Work to do:
The complete listing should be restated exactly.

Data rows:
────────

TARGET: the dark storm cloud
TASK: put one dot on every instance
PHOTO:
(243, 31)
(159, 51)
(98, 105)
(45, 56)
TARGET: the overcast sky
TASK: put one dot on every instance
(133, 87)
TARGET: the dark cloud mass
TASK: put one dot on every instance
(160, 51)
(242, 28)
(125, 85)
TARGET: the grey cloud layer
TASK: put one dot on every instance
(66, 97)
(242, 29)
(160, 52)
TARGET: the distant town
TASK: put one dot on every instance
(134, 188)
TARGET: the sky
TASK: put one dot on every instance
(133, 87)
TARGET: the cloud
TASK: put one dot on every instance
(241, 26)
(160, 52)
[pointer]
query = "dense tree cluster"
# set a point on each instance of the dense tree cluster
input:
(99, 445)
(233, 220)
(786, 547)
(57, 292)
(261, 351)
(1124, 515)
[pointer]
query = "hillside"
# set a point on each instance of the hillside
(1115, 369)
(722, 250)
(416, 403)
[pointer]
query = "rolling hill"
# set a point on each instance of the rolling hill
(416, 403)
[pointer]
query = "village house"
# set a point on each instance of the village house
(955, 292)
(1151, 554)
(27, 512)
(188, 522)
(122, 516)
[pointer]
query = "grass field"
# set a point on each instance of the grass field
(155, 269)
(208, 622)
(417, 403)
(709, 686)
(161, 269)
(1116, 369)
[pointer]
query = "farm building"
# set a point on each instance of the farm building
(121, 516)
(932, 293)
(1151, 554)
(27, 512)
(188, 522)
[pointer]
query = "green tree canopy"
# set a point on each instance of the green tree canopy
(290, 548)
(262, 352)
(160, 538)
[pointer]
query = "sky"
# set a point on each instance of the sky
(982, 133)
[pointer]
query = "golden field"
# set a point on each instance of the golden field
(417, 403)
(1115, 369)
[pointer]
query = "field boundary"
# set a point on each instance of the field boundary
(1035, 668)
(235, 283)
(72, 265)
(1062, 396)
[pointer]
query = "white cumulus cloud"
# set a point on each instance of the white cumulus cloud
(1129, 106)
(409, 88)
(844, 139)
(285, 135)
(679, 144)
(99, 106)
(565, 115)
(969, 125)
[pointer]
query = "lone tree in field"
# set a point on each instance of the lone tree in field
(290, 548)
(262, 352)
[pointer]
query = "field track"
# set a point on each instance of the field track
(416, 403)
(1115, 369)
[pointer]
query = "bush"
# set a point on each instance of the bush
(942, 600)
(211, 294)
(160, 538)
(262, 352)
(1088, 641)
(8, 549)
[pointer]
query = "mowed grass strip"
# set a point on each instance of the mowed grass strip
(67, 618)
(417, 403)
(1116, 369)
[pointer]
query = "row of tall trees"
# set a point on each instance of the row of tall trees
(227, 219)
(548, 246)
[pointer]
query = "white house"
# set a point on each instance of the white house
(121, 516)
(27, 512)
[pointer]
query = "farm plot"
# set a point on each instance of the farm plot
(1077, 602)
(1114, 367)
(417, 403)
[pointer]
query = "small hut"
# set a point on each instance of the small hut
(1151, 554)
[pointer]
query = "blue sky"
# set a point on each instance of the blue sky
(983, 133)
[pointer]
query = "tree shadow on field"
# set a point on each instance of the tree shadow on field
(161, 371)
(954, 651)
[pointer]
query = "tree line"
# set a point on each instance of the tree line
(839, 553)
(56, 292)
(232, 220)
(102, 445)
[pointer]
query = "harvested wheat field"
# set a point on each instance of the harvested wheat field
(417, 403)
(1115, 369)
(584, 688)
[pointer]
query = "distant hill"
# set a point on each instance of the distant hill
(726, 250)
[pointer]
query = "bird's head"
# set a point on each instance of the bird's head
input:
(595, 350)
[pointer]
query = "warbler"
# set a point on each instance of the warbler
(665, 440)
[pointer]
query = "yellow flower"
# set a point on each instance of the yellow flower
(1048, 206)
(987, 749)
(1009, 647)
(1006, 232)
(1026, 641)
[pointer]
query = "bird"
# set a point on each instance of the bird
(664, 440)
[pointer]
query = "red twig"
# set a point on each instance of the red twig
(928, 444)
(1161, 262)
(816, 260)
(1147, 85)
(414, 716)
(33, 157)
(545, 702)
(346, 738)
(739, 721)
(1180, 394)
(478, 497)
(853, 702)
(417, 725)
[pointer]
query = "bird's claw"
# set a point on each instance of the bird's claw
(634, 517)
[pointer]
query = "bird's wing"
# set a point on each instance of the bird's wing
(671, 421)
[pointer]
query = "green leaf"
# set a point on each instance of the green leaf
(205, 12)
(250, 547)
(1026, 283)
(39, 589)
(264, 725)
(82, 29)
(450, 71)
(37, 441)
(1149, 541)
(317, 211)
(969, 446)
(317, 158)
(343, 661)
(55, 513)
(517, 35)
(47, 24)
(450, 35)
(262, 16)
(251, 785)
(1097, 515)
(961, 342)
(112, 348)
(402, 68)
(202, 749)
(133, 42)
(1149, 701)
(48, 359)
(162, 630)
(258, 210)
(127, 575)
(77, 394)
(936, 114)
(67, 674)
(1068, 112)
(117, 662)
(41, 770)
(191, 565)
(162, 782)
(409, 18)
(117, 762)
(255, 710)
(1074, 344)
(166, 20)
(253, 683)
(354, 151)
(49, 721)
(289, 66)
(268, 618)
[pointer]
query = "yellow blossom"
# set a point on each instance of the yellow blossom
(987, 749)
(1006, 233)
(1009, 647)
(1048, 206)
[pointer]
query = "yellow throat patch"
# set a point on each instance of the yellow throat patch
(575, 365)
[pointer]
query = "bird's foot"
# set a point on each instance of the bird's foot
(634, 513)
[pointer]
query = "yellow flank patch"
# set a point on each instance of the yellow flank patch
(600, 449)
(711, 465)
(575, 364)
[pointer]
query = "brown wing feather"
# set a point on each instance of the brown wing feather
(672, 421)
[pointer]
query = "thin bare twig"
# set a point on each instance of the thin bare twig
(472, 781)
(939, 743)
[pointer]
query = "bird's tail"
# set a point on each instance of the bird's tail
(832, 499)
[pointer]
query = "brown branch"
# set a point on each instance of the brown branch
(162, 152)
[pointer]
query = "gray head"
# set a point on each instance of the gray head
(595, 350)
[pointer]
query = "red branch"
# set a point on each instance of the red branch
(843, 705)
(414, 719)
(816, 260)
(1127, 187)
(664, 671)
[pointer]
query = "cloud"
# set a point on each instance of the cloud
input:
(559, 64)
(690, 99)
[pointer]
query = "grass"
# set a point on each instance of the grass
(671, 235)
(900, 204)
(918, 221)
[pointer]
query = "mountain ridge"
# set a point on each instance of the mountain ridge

────────

Task answer:
TARGET: the dark storm cloud
TASK: put one dot on every instance
PHOTO:
(243, 31)
(159, 51)
(98, 105)
(45, 56)
TARGET: the overcast sky
TASK: put one dot on every instance
(133, 87)
TARGET: the dark cloud mass
TASK: put one dot on every instance
(160, 51)
(242, 28)
(125, 85)
TARGET: the grey cloud layer
TASK: put one dot on every instance
(66, 97)
(242, 29)
(160, 52)
TARGET: the distant town
TASK: put one dot on every instance
(134, 188)
TARGET: the sky
TASK: put one dot on every instance
(133, 87)
TARGET: the cloud
TASK: put one dot on every instance
(241, 26)
(160, 52)
[pointer]
query = "dense tree cluster"
# set a point on each instance of the dense tree cluster
input:
(99, 445)
(233, 220)
(786, 547)
(57, 292)
(261, 351)
(1124, 515)
[pointer]
query = "hillside"
# set a point on each instance of the hillside
(1115, 369)
(722, 250)
(416, 403)
[pointer]
query = "rolling hill"
# set a point on each instance of the rolling hill
(416, 403)
[pointer]
query = "village house"
# set a point on each instance of the village house
(955, 292)
(1151, 554)
(27, 512)
(188, 522)
(122, 516)
[pointer]
query = "grass field"
# set a point on each instance of the grass field
(155, 269)
(208, 622)
(417, 403)
(709, 686)
(161, 269)
(1116, 369)
[pointer]
query = "farm building"
# set a point on each instance of the farm building
(121, 516)
(932, 293)
(1151, 554)
(27, 512)
(188, 522)
[pointer]
query = "green tree canopy"
# set a point on each instance of the green tree canopy
(290, 548)
(262, 352)
(160, 538)
[pointer]
query = "sky"
# set a point on each instance of the sky
(982, 133)
[pointer]
query = "golden field"
# set a point on each instance of the golden field
(417, 403)
(1115, 369)
[pointer]
query = "field boundary"
# set a point on each instance of the field boundary
(1035, 668)
(235, 283)
(72, 265)
(1062, 396)
[pointer]
query = "white cumulus cloud"
# set a point on each instance of the white cumulus cloud
(1129, 106)
(409, 88)
(844, 139)
(285, 135)
(679, 144)
(99, 106)
(565, 115)
(969, 125)
[pointer]
query = "lone tree in field"
# set a point on each instance of the lone tree in field
(290, 548)
(262, 352)
[pointer]
query = "field track"
# set a point on each instance of the field track
(416, 403)
(1115, 369)
[pointer]
query = "bush"
# set a point on each instance of the bush
(942, 600)
(211, 294)
(160, 538)
(262, 352)
(1088, 641)
(8, 549)
[pointer]
query = "mowed grass strip"
# set a point on each instance of the mowed grass strip
(67, 618)
(417, 403)
(1116, 369)
[pointer]
query = "row of tall trees"
# set a point on each instance of the row of tall trees
(227, 219)
(548, 246)
[pointer]
query = "white house"
# set a point on each instance of the white house
(121, 516)
(27, 512)
[pointer]
query = "farm plot"
# set a point on each instance of the farm plot
(1077, 602)
(1114, 367)
(417, 403)
[pointer]
query = "small hut"
# set a point on each instance of the small hut
(1151, 554)
[pointer]
query = "blue sky"
# set a point on each instance of the blue sky
(983, 133)
[pointer]
query = "tree shadow on field"
# set a point on each instance of the tree shadow on field
(161, 371)
(954, 651)
[pointer]
query = "tree line"
# set a point on each instance of the tree line
(839, 553)
(56, 292)
(232, 220)
(102, 445)
[pointer]
query = "harvested wheat field"
# set a point on each instance of the harvested wheat field
(417, 403)
(1115, 369)
(584, 688)
[pointer]
query = "distant hill"
# set a point on each instance of the distant hill
(726, 250)
[pointer]
query = "bird's head"
# set a point on each instance of the bird's head
input:
(595, 350)
[pointer]
query = "warbler"
# set a point on each instance of the warbler
(665, 440)
[pointer]
query = "yellow flower"
# set a point on each instance of the yellow flower
(1048, 206)
(987, 749)
(1009, 647)
(1006, 232)
(1026, 641)
[pointer]
query = "bird"
# set a point on each instance of the bird
(664, 440)
[pointer]
query = "red twig"
# set a point on each instance of the red twig
(928, 444)
(1161, 262)
(816, 260)
(1147, 85)
(414, 716)
(33, 157)
(545, 702)
(346, 738)
(739, 721)
(1180, 394)
(478, 497)
(853, 702)
(417, 725)
[pointer]
query = "bird's claw"
# set a point on each instance of the bird's claw
(634, 517)
[pointer]
query = "bird's wing"
# set a point on each instance of the bird's wing
(671, 421)
[pointer]
query = "green leaf"
# set a point on each instance of the green leaf
(205, 12)
(250, 547)
(1026, 283)
(39, 589)
(264, 725)
(82, 29)
(450, 71)
(37, 441)
(1149, 541)
(317, 211)
(969, 446)
(317, 158)
(343, 661)
(55, 513)
(517, 35)
(47, 24)
(450, 35)
(262, 16)
(251, 785)
(1097, 515)
(961, 342)
(112, 348)
(402, 68)
(202, 749)
(133, 42)
(1149, 701)
(48, 359)
(162, 630)
(258, 210)
(127, 575)
(77, 394)
(936, 114)
(67, 674)
(1068, 112)
(117, 662)
(41, 770)
(191, 565)
(162, 782)
(409, 18)
(117, 762)
(255, 710)
(1074, 344)
(166, 20)
(253, 683)
(354, 151)
(49, 721)
(289, 66)
(268, 618)
[pointer]
query = "yellow blossom"
# set a point on each instance of the yellow blossom
(987, 749)
(1006, 233)
(1009, 647)
(1048, 206)
[pointer]
query = "yellow throat patch"
# set a point on each instance of the yellow throat patch
(575, 365)
[pointer]
query = "bird's foot"
# set a point on each instance of the bird's foot
(634, 513)
[pointer]
query = "yellow flank patch"
# set a point on each instance of the yellow flank patch
(600, 449)
(711, 465)
(575, 364)
[pointer]
query = "brown wing feather"
# set a point on each instance of the brown wing feather
(672, 421)
[pointer]
query = "thin bare twig"
# set a point on each instance of the thin bare twig
(472, 781)
(939, 743)
[pointer]
query = "bird's tail"
# set a point on each instance of the bird's tail
(832, 499)
[pointer]
query = "brown branch"
# set a point on each instance of the brown branch
(162, 152)
[pointer]
query = "gray head"
# set a point on each instance of the gray head
(595, 350)
[pointer]
query = "red branch"
# set a point on each instance of the red branch
(843, 705)
(414, 719)
(816, 260)
(1127, 187)
(664, 671)
[pointer]
query = "cloud"
# set a point on each instance of the cloud
input:
(559, 64)
(690, 99)
[pointer]
query = "grass"
# set a point on each instance of the grass
(671, 235)
(900, 204)
(918, 221)
[pointer]
query = "mountain ridge"
# set a point on each instance of the mountain ridge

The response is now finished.